(ACTIVITY) Please return the part of the article on life insurance bonds from "Thursday 17 September" up to and including "a better outcome.", copied word for word.

(PROVIDED TEXT)
==============================

Thursday 17 September 2009


By Case Wagenvoord

08 September, 2009

Greed is good up to a point; but beyond that point, it turns financial wizards into financial retards. Having nearly been destroyed by the securitization of mortgages, Wall Street is now casting a venal eye at bundling life insurance policies. This is like a drunk switching from vodka to scotch and expecting a better outcome.

According to Sunday’s New York Times, here’s how it works: Say grandpa has a $2 million life insurance policy for which he pays an annual premium of $50,000. If he tried to cash it in before croaking, he’d get a paltry $58,000.

Along comes a “life settlement company” and offers him $215,000 for the policy. They continue to pay the premiums on the expectation that he is going to kick off in a couple of years, at which time they will collect on the policy and make a bundle. Such companies are already in existence.

The banks want to add a new wrinkle by bundling these purchased policies into bonds, which they would slice, dice and trance so each bond would minimize risk by bundling a variety of life expectancies and diseases.

They plan to sell these bonds to the pension funds they burned with their mortgage bonds.

Now, the problem is that the longer people live, the smaller the return on investment is.

Not to worry! The same mathematical geniuses who figured out how to slice and dice mortgages are on the job! Their solution is, “A bond made up of life settlements would ideally have policies from people with a range of diseases ~ leukemia, lung cancer, heart disease, breast cancer, diabetes, Alzheimer’s.”

This conjures up a warm image of Gramps in his hospital bed, wires and tubes running into what’s left of his body as the medical expenses add up at a frightening rate, when suddenly a savior appears in the form of a “life settlement” salesman who offers Gramps 22 cents on the dollar if Gramps will just sign over his policy.

With a trembling hand, he signs the policy over. Gramps’ family is now screwed out of a hunk of change, and a bond holder stands to make a healthy profit when Gramps croaks.

(Should the Angel of the Lord come down and lay a healing hand on Gramp's forehead, the bondholder loses money. But if the “life settlement” companies only work the terminally ill, most of whom are too drugged to think clearly, they minimize that risk.)

==============================

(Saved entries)
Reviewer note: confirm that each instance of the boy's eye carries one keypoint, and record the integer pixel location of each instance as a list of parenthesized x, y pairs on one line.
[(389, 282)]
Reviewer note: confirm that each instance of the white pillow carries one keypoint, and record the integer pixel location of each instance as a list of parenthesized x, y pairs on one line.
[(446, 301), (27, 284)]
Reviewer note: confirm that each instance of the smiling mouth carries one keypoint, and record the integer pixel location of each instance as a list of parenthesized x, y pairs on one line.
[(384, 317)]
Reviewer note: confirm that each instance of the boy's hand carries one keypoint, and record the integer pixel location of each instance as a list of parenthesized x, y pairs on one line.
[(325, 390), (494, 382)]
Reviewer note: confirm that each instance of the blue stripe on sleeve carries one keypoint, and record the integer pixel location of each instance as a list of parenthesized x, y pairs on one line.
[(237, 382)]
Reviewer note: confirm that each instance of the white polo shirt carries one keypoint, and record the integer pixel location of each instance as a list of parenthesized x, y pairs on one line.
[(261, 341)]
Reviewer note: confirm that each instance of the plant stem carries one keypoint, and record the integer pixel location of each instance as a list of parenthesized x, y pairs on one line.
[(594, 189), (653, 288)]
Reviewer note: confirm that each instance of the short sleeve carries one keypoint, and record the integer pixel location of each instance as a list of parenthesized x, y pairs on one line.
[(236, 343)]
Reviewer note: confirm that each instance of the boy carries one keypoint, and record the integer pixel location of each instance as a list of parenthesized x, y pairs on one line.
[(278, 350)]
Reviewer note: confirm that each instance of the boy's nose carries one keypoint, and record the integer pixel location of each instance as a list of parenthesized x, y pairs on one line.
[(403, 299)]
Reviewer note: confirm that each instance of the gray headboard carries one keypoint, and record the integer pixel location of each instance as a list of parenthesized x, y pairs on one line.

==============================

(WRITTEN RESPONSE)
Thursday 17 September 2009


By Case Wagenvoord

08 September, 2009

Greed is good up to a point; but beyond that point, it turns financial wizards into financial retards. Having nearly been destroyed by the securitization of mortgages, Wall Street is now casting a venal eye at bundling life insurance policies. This is like a drunk switching from vodka to scotch and expecting a better outcome.